Prompt =>
Retype, exactly as they appear below, the lines between the line holding "query: large white building" and the line holding "query: tall tower", both ends included.

Collected data
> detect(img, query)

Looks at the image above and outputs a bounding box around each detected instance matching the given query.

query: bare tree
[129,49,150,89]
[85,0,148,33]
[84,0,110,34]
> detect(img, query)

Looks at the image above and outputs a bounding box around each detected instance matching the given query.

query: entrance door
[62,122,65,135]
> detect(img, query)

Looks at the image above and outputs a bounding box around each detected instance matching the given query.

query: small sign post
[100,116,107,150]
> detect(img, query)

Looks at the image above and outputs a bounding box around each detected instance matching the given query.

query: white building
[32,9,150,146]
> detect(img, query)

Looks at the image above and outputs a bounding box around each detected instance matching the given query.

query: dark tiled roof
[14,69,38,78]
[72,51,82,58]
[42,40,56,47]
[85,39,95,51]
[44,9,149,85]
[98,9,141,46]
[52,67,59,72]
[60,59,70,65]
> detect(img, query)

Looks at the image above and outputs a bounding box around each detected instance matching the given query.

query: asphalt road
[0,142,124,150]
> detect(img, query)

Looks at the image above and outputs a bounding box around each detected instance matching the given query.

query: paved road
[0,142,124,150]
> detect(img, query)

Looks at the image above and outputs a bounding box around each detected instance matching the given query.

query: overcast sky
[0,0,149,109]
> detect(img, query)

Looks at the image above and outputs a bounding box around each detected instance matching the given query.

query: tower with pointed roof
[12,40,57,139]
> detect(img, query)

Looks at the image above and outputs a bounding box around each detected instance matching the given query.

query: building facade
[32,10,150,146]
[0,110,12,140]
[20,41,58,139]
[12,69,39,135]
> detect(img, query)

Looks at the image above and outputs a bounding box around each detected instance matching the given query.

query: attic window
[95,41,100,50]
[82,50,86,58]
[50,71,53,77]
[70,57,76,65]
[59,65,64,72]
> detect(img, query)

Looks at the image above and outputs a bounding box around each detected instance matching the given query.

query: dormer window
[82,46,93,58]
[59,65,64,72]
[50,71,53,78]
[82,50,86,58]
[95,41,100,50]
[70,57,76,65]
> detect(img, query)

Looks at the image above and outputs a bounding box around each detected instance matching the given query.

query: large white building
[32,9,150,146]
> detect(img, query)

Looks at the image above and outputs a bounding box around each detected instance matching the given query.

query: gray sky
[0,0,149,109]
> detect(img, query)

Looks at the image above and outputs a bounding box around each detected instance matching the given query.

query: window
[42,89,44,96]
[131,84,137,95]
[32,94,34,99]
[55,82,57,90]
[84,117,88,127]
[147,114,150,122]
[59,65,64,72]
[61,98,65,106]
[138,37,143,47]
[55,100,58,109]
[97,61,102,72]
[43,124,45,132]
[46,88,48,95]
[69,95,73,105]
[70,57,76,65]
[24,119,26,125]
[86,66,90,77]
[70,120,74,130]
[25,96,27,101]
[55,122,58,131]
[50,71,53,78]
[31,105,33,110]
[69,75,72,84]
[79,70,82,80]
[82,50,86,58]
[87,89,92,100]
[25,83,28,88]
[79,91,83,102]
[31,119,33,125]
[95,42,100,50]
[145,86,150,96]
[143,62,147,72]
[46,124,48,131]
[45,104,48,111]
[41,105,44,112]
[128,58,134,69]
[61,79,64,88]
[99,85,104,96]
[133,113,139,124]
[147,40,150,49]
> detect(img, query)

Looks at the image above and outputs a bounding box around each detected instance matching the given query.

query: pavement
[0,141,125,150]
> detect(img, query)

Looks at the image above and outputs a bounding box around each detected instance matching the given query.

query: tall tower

...

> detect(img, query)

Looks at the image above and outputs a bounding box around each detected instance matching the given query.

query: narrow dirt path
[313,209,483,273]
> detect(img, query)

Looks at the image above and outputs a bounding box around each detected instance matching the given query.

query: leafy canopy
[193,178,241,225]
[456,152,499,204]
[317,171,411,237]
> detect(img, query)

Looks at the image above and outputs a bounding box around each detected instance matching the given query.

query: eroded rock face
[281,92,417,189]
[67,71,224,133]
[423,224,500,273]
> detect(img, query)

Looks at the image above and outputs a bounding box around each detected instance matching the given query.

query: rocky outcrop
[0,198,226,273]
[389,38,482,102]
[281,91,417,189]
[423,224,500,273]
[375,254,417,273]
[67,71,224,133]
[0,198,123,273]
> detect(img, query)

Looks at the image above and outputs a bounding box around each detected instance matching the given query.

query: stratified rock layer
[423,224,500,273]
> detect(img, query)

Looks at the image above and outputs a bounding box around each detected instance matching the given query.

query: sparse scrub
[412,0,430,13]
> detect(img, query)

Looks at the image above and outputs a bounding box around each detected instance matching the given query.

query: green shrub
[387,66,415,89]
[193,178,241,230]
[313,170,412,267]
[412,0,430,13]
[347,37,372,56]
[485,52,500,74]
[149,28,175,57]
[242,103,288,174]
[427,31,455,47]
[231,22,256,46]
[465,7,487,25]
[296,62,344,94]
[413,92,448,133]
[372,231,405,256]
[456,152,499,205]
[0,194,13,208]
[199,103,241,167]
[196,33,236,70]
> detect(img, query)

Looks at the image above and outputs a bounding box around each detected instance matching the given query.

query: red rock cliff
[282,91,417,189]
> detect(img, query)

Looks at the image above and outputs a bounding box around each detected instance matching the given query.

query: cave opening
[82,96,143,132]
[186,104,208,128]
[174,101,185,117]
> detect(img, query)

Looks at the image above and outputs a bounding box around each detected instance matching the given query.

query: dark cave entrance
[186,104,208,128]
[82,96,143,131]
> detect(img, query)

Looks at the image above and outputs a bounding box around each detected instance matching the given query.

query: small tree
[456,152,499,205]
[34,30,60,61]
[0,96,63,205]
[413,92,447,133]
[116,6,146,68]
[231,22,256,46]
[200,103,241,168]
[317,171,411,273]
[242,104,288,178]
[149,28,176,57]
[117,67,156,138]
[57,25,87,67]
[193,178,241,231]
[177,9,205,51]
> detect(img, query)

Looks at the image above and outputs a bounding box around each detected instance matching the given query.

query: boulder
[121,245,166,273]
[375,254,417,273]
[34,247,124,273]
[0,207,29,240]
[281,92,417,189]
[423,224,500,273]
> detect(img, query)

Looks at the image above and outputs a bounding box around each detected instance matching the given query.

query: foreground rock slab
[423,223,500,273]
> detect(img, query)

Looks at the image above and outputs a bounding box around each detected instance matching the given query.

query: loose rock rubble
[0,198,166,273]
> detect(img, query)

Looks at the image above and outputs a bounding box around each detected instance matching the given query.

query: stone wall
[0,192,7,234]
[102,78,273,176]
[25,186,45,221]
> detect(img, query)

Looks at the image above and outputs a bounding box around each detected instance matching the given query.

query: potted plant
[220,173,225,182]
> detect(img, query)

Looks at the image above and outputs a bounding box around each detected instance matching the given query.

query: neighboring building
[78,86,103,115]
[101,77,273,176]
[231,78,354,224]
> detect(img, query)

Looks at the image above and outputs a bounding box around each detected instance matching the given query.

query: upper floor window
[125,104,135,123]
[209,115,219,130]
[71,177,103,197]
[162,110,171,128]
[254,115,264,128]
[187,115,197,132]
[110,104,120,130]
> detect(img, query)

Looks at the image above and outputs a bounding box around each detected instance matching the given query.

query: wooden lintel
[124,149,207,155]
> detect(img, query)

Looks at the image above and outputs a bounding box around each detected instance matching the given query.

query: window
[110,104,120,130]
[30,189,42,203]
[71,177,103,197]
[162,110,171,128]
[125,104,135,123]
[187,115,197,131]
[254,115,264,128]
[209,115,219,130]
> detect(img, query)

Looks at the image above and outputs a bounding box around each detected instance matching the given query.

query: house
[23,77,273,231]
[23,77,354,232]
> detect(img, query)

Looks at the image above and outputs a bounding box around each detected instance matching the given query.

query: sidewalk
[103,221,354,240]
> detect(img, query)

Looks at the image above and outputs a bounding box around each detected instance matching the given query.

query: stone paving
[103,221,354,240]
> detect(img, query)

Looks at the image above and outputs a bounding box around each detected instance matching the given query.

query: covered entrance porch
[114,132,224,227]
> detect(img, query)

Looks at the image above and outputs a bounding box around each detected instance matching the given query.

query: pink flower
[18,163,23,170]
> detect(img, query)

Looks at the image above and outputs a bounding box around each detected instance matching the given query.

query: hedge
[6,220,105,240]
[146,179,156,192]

Answer section =>
query: large white building
[32,9,150,146]
> detect(img, query)

Looks at the image above and outputs a bounding box around each detected instance matching the given query.

query: gray sky
[0,0,149,109]
> detect(img, query)

Looks at the image above and outputs a bounding box around each detected instance matching the given query.

query: window
[42,89,44,96]
[131,84,137,95]
[32,94,34,99]
[55,82,57,90]
[84,117,88,127]
[147,114,150,122]
[59,65,64,72]
[61,98,65,106]
[138,37,143,47]
[55,100,58,109]
[97,61,102,72]
[43,124,45,132]
[46,88,48,95]
[69,95,73,105]
[70,57,76,65]
[24,119,26,125]
[86,66,90,77]
[70,120,74,130]
[25,96,27,101]
[55,122,58,131]
[50,71,53,78]
[31,105,33,110]
[69,75,72,84]
[79,70,82,80]
[82,50,86,58]
[87,89,92,100]
[25,83,28,88]
[79,91,83,102]
[31,119,33,125]
[95,42,100,50]
[145,86,150,96]
[143,62,147,72]
[46,124,48,131]
[45,104,48,111]
[41,105,44,112]
[128,58,134,69]
[61,79,64,88]
[99,85,104,96]
[133,113,139,124]
[147,40,150,49]
> detect(img, query)

Looks at the image above and outputs a bounding box around each detected instance matching the given query.

query: pavement
[0,141,125,150]
> detect(img, query)

Looks at the image above and outputs a bounding box around each detected instance matching the given query.

query: tall tower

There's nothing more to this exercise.